── INFORMATION

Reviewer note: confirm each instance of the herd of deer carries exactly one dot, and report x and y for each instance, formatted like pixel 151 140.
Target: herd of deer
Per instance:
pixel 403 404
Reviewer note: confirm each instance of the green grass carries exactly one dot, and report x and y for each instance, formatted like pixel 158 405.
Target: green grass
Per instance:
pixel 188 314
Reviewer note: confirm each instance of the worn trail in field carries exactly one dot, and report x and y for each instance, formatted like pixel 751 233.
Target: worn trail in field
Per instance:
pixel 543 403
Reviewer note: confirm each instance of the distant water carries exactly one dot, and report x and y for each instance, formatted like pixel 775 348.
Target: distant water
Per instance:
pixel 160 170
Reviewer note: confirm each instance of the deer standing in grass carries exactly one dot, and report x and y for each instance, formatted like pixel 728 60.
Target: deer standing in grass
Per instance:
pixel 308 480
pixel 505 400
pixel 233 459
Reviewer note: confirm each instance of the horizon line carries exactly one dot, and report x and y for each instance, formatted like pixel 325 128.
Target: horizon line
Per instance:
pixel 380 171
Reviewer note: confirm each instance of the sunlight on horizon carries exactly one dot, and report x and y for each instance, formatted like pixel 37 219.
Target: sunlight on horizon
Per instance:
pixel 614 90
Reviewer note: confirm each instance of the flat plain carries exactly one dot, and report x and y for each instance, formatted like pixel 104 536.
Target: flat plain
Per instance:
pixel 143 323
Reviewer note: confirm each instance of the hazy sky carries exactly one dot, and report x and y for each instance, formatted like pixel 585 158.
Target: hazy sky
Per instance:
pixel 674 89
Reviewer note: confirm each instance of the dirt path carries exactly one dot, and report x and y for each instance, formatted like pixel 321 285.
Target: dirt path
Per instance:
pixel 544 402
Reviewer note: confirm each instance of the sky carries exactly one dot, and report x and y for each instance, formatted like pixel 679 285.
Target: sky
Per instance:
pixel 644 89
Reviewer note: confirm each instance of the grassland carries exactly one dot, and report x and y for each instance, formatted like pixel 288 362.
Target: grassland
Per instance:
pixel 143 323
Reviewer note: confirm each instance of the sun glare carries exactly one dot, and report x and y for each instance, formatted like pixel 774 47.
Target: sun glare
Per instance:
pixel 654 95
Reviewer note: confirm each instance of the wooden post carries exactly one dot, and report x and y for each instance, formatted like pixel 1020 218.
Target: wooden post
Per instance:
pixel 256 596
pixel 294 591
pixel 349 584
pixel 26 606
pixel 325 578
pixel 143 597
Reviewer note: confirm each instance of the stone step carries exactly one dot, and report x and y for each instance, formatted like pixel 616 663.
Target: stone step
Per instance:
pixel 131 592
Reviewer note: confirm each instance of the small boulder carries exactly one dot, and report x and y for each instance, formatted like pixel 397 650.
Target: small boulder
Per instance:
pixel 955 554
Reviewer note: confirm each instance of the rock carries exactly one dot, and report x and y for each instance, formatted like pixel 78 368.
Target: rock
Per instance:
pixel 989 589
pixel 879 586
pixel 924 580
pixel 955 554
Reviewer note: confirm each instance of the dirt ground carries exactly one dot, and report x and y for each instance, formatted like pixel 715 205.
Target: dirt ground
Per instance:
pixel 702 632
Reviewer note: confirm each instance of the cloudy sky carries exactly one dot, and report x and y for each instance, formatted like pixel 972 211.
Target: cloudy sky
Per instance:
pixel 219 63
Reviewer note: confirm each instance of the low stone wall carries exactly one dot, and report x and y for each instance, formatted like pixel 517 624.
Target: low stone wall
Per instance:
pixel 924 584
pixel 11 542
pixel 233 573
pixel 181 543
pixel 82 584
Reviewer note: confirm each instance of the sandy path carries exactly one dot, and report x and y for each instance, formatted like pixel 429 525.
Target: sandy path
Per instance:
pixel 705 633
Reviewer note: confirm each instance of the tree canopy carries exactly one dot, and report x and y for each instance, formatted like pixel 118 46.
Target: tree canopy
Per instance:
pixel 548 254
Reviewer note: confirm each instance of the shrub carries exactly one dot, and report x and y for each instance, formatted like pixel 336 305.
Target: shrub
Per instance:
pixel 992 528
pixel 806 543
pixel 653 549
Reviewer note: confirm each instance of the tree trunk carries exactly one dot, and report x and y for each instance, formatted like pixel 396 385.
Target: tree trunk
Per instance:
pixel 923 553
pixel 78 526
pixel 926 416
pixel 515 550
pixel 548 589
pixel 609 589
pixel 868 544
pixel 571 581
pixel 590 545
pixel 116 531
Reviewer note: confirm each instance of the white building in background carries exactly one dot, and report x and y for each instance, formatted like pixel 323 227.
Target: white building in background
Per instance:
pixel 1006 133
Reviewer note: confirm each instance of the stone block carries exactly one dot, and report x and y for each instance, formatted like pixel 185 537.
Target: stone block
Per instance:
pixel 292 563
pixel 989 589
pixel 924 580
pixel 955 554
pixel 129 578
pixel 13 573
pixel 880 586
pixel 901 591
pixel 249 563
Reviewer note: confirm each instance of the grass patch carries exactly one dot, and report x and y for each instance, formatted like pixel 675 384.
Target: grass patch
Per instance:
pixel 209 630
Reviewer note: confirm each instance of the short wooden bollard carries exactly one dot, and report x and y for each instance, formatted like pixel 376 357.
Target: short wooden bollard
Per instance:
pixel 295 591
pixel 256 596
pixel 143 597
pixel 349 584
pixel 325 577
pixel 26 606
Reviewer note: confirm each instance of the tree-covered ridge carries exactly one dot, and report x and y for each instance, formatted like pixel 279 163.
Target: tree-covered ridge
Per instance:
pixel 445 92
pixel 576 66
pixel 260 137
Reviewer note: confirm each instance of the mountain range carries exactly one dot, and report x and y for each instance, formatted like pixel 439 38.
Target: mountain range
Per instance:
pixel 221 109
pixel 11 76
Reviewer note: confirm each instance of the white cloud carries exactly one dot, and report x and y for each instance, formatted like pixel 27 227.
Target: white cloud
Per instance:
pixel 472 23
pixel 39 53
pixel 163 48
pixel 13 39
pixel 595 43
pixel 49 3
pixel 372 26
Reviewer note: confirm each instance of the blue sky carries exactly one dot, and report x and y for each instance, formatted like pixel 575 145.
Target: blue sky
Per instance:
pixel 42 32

────

WHAT YOU SHOULD DO: All lines in the entries above that include "boulder" should be found and copied.

ANSWER SECTION:
Reviewer note: confirm each instance of the small boulder carries exactly one dot, and report x and y for each instance, formatted like pixel 397 650.
Target: small boulder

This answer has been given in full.